Quote every line as given.

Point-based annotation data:
________________
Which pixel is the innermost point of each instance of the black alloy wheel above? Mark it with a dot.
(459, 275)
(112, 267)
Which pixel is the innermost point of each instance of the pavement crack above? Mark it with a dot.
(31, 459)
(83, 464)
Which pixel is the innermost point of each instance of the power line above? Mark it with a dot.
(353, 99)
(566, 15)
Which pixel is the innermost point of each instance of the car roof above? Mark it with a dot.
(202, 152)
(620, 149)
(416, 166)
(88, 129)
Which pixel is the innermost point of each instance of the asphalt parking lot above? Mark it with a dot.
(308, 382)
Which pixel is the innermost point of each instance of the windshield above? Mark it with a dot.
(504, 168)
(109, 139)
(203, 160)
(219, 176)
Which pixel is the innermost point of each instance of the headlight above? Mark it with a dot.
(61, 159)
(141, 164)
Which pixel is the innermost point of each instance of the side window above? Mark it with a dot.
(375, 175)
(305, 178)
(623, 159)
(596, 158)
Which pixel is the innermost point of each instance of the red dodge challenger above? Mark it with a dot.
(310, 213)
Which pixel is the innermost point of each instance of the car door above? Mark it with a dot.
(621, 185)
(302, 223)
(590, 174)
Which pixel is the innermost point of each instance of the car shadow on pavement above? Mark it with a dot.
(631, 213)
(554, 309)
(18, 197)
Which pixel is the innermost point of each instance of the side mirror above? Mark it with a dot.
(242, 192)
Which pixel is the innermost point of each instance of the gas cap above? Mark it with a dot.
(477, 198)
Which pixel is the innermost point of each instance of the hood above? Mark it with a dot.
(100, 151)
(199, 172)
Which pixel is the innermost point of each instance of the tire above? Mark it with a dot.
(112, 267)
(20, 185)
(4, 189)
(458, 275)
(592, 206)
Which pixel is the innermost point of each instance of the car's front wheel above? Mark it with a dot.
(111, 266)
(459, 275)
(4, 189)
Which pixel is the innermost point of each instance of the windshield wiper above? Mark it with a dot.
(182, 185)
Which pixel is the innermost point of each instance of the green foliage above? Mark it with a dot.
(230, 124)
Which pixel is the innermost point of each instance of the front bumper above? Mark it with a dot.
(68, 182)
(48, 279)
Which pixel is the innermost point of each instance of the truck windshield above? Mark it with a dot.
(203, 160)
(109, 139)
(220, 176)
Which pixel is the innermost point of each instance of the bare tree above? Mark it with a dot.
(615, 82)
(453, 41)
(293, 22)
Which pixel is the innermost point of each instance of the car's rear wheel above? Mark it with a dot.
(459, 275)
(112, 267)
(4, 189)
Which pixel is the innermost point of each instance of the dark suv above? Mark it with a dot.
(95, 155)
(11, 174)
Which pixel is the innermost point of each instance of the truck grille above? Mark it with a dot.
________________
- **Response to this task**:
Which pixel is the innermost point of each instance of the black alloy wheel above? Mark it with a dot.
(459, 275)
(112, 267)
Which pixel is the innermost point of each instance of the pavement crack above? Mark it with a dot.
(31, 459)
(83, 464)
Which pixel is the innermost point of each instance of the power line above? Mark it with a dot.
(353, 99)
(566, 15)
Which pixel is the innermost point of each instance of the car roof above? Mark it with a dot.
(202, 152)
(620, 149)
(416, 166)
(88, 129)
Which pixel is the innermost point of each instance of the asphalt parking lot above? Mark it with a dot.
(308, 382)
Which pixel is the innermost point of each instance of the windshield above? Mark it with a dot.
(504, 168)
(109, 139)
(203, 160)
(219, 176)
Which pixel is the innermost point of each instance of the headlight above? Mark it with a dot.
(61, 159)
(141, 164)
Which pixel is the innermost point of each instance of the side window above? Mark it with a dot.
(375, 175)
(305, 178)
(623, 159)
(596, 158)
Which pixel is the innermost point of each instance of the red dodge challenger above? Mark it with a dot.
(310, 213)
Which pixel is the innermost point of each instance of the car door above? Mark it with a dot.
(621, 185)
(302, 223)
(590, 174)
Which pixel is the innermost point of each instance of the car shadow on pavement above? Mark it with a dot.
(631, 213)
(554, 309)
(18, 197)
Which pixel is the innermost point of each instance of the side mirror above? Mark it with a dot.
(242, 192)
Which pixel is the innermost point of each instance of the gas cap above? Mark it with a dot.
(477, 198)
Which pixel is the innermost point of each instance of the hood above? Mark it with a dot.
(100, 151)
(199, 172)
Which pixel is the innermost point of each instance of the tire above? Mark it with a dot.
(112, 267)
(20, 185)
(4, 189)
(458, 275)
(592, 206)
Which pixel is the innermost point of each instance of the car's front wheel above? Mark it with a dot.
(111, 266)
(459, 275)
(4, 189)
Which pixel is the innermost point of each instance of the windshield wiper above? Mark it with a dot.
(182, 185)
Which pixel is the innermost point of each instance of the green foliage above? Mark it with a dot.
(230, 124)
Which pixel is the innermost point of each instance of the front bumper above? Mark it with a dot.
(68, 182)
(48, 279)
Which pixel is the innermost point of each instance of the truck windshield above? Mark it with a dot.
(203, 160)
(109, 139)
(220, 176)
Which pixel is the innermost point of each instance of the bare tree above? Mark it with a dot.
(615, 82)
(453, 41)
(293, 22)
Which pixel is the innermost point of each instance of the car's rear wheel above? Mark it with a dot.
(459, 275)
(112, 267)
(4, 189)
Which pixel is the innermost point of each instance of the dark suv above? Mark it with a dot.
(95, 155)
(11, 174)
Which pixel is the innermost point of each instance of the truck grille above? Mark it with a dot.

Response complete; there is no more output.